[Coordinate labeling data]

......

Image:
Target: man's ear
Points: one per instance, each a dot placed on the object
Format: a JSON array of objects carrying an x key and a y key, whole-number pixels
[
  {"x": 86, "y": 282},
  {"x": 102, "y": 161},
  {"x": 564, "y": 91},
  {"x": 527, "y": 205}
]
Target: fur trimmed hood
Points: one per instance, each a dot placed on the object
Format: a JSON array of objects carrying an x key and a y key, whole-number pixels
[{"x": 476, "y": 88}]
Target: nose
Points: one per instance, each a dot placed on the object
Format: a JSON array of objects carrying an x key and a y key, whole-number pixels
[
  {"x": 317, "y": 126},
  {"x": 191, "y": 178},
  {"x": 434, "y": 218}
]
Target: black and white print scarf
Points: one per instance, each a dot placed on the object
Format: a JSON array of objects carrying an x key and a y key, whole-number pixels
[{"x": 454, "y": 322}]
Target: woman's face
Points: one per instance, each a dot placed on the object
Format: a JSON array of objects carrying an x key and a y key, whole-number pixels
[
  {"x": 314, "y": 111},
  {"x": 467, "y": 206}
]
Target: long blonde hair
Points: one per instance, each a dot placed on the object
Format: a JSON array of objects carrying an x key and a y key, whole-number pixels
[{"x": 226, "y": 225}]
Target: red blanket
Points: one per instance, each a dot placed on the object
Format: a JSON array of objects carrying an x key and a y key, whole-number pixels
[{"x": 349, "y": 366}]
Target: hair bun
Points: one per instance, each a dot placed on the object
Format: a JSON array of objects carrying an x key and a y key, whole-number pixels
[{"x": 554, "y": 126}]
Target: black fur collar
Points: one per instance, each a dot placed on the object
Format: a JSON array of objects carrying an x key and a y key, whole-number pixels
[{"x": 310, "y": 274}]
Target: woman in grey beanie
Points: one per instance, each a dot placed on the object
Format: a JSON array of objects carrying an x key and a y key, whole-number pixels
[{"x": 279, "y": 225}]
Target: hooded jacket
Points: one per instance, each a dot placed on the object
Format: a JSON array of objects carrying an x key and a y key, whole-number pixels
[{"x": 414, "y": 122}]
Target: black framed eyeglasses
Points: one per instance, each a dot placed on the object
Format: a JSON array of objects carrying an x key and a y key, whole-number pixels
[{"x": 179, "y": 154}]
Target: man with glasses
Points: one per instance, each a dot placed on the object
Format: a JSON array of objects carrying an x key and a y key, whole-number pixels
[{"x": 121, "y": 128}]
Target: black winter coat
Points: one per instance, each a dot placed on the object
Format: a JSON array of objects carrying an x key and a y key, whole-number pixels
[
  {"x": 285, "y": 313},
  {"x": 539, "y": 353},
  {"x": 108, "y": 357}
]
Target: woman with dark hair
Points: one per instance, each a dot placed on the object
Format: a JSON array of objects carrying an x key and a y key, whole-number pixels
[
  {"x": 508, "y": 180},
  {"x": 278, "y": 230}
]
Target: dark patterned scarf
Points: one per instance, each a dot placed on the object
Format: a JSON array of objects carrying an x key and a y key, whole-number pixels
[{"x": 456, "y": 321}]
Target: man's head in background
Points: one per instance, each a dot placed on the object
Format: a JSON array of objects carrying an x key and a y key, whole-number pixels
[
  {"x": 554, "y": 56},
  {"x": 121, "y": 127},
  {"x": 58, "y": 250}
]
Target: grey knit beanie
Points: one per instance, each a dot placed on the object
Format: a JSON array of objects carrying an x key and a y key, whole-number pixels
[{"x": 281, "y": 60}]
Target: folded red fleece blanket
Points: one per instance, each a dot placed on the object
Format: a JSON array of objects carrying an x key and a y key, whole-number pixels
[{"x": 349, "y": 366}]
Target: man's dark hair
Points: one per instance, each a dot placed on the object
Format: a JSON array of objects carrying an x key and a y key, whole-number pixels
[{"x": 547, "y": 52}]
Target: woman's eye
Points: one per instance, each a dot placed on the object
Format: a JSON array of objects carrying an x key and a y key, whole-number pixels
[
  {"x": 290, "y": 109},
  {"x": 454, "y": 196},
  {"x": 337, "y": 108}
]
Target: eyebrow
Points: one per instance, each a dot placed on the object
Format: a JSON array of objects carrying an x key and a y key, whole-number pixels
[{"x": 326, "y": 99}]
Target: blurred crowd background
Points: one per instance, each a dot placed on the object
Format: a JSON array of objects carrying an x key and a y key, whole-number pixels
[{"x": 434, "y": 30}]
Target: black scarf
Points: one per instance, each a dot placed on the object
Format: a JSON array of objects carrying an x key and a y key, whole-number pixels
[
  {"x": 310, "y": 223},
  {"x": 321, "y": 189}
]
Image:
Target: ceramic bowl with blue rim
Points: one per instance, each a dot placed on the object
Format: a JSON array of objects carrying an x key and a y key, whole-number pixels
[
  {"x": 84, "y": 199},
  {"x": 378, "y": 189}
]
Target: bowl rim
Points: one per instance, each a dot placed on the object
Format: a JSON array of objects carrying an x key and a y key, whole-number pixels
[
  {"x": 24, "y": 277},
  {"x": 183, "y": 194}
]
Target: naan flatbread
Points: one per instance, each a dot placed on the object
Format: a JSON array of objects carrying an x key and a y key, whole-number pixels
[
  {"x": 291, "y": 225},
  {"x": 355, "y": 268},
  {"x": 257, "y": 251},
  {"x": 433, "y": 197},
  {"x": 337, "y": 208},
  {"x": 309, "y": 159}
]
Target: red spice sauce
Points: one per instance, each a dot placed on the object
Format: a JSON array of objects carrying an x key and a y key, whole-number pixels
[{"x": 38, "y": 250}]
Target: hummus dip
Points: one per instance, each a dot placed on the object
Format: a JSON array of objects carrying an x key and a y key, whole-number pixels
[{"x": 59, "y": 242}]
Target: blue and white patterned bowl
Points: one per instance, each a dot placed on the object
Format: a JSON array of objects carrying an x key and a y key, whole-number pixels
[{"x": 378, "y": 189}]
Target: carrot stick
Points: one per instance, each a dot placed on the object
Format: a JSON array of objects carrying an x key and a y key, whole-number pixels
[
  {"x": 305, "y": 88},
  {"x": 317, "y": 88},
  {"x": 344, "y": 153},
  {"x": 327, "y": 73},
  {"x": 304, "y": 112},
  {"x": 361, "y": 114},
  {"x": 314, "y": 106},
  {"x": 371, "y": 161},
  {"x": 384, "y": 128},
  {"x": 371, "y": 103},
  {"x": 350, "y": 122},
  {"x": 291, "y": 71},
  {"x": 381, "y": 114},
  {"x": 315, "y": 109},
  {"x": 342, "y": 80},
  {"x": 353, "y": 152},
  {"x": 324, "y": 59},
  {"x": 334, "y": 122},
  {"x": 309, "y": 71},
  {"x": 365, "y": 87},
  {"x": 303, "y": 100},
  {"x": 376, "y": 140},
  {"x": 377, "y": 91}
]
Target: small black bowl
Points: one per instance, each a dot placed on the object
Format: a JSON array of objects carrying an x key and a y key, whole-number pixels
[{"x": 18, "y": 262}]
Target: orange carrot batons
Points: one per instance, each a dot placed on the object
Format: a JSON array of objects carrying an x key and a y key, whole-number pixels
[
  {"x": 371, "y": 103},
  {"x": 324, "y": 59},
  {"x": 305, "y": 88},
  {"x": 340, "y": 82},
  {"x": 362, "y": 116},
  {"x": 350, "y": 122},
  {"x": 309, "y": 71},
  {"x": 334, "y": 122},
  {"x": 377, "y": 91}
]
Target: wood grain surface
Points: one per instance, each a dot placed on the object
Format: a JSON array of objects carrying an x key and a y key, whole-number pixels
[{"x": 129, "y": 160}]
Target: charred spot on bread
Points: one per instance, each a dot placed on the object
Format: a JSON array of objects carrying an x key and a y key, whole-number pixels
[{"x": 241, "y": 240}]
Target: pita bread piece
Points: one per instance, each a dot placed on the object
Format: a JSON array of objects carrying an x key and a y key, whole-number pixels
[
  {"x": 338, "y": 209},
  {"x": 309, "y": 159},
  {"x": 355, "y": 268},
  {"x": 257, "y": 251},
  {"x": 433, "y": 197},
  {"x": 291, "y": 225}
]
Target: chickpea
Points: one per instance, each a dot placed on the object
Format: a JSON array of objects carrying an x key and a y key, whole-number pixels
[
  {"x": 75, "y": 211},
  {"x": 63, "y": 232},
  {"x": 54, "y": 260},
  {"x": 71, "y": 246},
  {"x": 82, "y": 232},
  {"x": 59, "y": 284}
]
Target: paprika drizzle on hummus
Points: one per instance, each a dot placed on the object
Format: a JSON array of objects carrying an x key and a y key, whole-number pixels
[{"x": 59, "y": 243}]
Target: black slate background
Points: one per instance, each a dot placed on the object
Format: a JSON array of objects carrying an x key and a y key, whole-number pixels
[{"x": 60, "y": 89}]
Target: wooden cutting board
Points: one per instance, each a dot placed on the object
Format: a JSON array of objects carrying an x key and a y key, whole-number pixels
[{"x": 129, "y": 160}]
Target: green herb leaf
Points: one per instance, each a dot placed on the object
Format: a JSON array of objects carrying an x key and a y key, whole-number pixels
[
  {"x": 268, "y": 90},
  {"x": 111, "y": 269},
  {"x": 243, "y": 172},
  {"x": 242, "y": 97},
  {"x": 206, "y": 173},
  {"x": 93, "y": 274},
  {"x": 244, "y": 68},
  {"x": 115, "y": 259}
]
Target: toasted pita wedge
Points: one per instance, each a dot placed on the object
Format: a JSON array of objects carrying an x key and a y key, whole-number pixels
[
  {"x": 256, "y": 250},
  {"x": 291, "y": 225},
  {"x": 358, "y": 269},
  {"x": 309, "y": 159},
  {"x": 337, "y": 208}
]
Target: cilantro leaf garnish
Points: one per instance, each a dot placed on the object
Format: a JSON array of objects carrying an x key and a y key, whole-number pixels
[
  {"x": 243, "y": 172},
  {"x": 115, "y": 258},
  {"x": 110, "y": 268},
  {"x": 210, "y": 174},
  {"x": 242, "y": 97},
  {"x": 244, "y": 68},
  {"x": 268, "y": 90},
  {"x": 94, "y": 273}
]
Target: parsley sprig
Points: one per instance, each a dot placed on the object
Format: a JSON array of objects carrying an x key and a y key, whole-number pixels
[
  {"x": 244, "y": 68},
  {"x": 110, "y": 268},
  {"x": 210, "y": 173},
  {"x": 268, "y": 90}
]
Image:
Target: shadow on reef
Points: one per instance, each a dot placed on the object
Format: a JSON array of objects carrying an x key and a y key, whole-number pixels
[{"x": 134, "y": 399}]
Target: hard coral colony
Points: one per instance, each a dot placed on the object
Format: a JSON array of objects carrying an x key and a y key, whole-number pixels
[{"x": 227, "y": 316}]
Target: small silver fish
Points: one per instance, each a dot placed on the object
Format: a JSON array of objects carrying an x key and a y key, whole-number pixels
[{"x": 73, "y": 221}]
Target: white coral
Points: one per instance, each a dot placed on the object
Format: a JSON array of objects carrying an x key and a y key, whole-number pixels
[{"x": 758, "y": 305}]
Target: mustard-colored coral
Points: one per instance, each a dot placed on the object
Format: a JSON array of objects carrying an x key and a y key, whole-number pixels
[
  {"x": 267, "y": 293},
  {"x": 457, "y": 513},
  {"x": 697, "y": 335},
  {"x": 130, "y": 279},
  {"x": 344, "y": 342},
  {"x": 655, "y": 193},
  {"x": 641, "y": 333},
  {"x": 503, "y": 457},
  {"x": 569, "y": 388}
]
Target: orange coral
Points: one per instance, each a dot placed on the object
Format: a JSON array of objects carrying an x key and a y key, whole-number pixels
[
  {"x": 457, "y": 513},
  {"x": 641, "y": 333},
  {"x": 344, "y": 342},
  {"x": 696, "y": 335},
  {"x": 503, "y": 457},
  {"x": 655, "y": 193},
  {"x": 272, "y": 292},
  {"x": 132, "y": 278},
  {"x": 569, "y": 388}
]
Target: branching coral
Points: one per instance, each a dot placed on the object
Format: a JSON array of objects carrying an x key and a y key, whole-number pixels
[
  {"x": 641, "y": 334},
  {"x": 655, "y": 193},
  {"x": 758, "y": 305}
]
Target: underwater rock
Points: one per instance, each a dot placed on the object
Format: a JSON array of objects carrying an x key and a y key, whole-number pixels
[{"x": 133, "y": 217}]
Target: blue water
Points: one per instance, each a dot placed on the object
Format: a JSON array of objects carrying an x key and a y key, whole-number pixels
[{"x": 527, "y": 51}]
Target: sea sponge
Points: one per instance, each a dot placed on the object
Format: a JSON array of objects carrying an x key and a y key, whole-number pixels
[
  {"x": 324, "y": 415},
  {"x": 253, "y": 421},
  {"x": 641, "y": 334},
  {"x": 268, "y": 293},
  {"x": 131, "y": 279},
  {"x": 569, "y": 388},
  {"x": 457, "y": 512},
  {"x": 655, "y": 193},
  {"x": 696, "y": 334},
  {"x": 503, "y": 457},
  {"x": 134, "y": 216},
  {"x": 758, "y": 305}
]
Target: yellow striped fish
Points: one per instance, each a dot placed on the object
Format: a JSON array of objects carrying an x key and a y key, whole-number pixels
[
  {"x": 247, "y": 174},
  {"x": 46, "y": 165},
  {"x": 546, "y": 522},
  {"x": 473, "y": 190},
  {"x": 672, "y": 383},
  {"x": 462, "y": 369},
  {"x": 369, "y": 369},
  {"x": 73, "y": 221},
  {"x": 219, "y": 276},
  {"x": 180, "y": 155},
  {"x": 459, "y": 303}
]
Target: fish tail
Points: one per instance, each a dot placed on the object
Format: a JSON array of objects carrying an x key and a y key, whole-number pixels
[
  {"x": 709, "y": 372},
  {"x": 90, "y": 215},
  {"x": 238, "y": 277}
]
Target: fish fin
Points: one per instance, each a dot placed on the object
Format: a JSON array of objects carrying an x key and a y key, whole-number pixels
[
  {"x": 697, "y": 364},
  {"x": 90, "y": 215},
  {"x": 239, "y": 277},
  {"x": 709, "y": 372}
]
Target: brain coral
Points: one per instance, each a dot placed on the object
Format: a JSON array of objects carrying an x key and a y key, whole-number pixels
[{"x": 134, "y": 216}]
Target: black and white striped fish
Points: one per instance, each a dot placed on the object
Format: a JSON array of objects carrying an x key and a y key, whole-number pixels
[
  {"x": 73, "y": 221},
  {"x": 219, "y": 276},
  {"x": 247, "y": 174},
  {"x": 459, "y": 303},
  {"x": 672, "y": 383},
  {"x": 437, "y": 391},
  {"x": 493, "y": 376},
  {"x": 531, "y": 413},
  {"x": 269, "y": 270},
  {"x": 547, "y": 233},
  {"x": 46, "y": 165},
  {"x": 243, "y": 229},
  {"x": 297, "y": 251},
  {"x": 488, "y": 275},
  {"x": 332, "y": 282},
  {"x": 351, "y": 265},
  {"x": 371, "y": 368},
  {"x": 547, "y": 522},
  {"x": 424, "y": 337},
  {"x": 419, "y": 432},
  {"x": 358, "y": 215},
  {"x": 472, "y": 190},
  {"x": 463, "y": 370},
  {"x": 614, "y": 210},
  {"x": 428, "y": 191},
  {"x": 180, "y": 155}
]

......

Give back exactly the lines from the line containing "Target: black and white striped fish" to the end of the entries, and no other lines.

Target: black and white striped fish
Points: one per instance, each a dot placed on the object
Format: a JSON array of objects carrying an x key and a y key, whole-number pixels
[
  {"x": 73, "y": 221},
  {"x": 219, "y": 276},
  {"x": 247, "y": 174},
  {"x": 459, "y": 303},
  {"x": 672, "y": 383},
  {"x": 437, "y": 391},
  {"x": 493, "y": 376},
  {"x": 531, "y": 413},
  {"x": 269, "y": 270},
  {"x": 547, "y": 233},
  {"x": 46, "y": 165},
  {"x": 243, "y": 229},
  {"x": 297, "y": 251},
  {"x": 488, "y": 275},
  {"x": 332, "y": 282},
  {"x": 351, "y": 265},
  {"x": 371, "y": 368},
  {"x": 547, "y": 522},
  {"x": 424, "y": 337},
  {"x": 419, "y": 432},
  {"x": 358, "y": 215},
  {"x": 472, "y": 190},
  {"x": 463, "y": 370},
  {"x": 614, "y": 210},
  {"x": 428, "y": 191},
  {"x": 180, "y": 155}
]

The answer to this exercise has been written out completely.